**TASKS:**
• A. In the article about Nantucket's short-term rental vote, by what vote count did Town Meeting reject the measure?
• B. From the article about Nantucket's short-term rental vote, transcribe the part that opens with the words containing "Voters at Nantucket’s" and closes with "week at a time.".

**EXERCISE TEXT:**
Voters at Nantucket’s Annual Town Meeting on Saturday overwhelmingly rejected a measure that would have sharply restricted short-term rentals on the island.
By a more than two-to-one margin, island residents shot down a proposal that would have barred many property owners from leasing homes to tourists for more than 45 nights a year, or for less than a week at a time.
Advocates said the plan would help rein in an onslaught of short-term rentals they say is squeezing the island’s already scarce housing stock. But many in Nantucket’s business community said it risked squelching the tourism that drives much of the island’s economy and would do little to reduce housing costs in a place where the typical home last year sold for more than $2 million.
More than 1,000 people turned out for the meeting, according to the Alliance to Protect Nantucket’s Economy, a business group that opposed the short-term rental rules. The meeting was held in massive white tents alongside Nantucket Elementary School because of concerns over COVID-19. Town Meeting rejected the measure by a vote of 625-297, according to news reports and people in attendance Saturday.
In a statement, ACK Now, the advocacy group that proposed the measure, said members of the group will refine their plan to better reflect the concerns of residents, and aim to bring a new version next year. Even before Saturday’s vote, the group had offered amendments to exempt year-round residents from the rules and said it will keep working toward a compromise that makes sense to all on the island.
“It’s a worthy cause. We look forward to refining a program that works for the community,” said executive chairman Tobias Glidden, in a text message. “Nantucket will regulate short-term rentals. It’s not a question of if, but when.”

**RECORDS PROVIDED:**
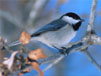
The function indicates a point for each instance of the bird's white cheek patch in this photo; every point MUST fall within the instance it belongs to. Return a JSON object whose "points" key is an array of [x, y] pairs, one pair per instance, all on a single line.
{"points": [[70, 20]]}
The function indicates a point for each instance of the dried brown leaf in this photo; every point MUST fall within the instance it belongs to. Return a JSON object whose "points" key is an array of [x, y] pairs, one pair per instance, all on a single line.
{"points": [[25, 38]]}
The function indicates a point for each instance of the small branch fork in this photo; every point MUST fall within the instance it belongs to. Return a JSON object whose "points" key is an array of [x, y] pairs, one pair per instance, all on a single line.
{"points": [[90, 38]]}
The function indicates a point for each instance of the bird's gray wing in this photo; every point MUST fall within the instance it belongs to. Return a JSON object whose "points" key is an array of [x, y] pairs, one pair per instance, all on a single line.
{"points": [[52, 26]]}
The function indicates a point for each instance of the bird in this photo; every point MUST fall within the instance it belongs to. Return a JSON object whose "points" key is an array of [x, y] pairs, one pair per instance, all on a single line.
{"points": [[58, 33]]}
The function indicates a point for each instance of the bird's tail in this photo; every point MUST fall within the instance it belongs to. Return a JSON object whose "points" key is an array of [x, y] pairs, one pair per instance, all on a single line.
{"points": [[14, 43]]}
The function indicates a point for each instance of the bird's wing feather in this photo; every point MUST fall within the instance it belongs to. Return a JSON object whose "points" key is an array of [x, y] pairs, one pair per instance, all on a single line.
{"points": [[52, 26]]}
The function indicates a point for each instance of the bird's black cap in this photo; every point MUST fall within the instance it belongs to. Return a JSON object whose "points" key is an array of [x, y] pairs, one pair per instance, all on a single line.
{"points": [[71, 14]]}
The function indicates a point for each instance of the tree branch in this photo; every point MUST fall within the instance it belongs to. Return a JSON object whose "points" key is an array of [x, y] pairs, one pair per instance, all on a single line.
{"points": [[92, 16]]}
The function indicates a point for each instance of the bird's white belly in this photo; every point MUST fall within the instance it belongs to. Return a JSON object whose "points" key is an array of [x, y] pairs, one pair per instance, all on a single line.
{"points": [[58, 38]]}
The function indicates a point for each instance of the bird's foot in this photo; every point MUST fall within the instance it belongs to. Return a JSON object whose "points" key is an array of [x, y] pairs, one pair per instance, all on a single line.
{"points": [[63, 51]]}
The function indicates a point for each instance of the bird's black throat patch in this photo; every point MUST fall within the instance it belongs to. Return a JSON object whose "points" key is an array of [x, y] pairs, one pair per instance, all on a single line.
{"points": [[76, 26]]}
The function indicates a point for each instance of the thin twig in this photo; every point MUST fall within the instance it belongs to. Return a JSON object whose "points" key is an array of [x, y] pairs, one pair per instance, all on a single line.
{"points": [[92, 16], [92, 59]]}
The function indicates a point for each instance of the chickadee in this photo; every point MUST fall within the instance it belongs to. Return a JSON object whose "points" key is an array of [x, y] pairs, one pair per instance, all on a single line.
{"points": [[59, 32]]}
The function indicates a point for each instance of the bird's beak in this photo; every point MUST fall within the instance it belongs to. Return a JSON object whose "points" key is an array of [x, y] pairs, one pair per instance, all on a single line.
{"points": [[82, 20]]}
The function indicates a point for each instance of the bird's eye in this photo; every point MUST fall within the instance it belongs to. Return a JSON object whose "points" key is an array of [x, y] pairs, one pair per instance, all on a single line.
{"points": [[35, 53]]}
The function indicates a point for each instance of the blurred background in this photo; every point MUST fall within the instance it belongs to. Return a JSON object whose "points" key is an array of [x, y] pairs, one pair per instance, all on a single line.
{"points": [[19, 15]]}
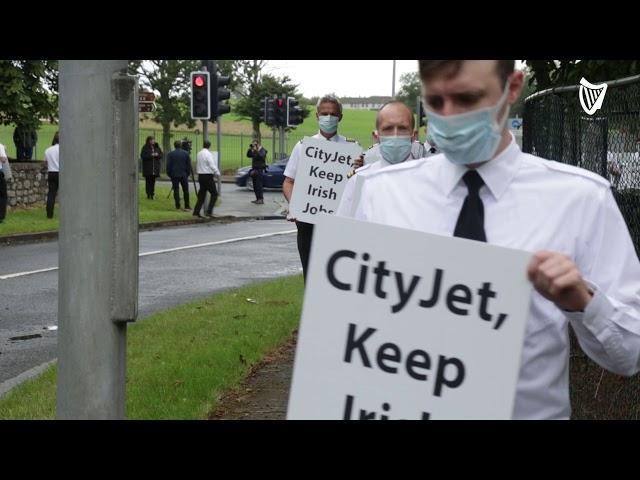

**SOLUTIONS FOR EACH TASK:**
• A. 625-297

• B.
Voters at Nantucket’s Annual Town Meeting on Saturday overwhelmingly rejected a measure that would have sharply restricted short-term rentals on the island.
By a more than two-to-one margin, island residents shot down a proposal that would have barred many property owners from leasing homes to tourists for more than 45 nights a year, or for less than a week at a time.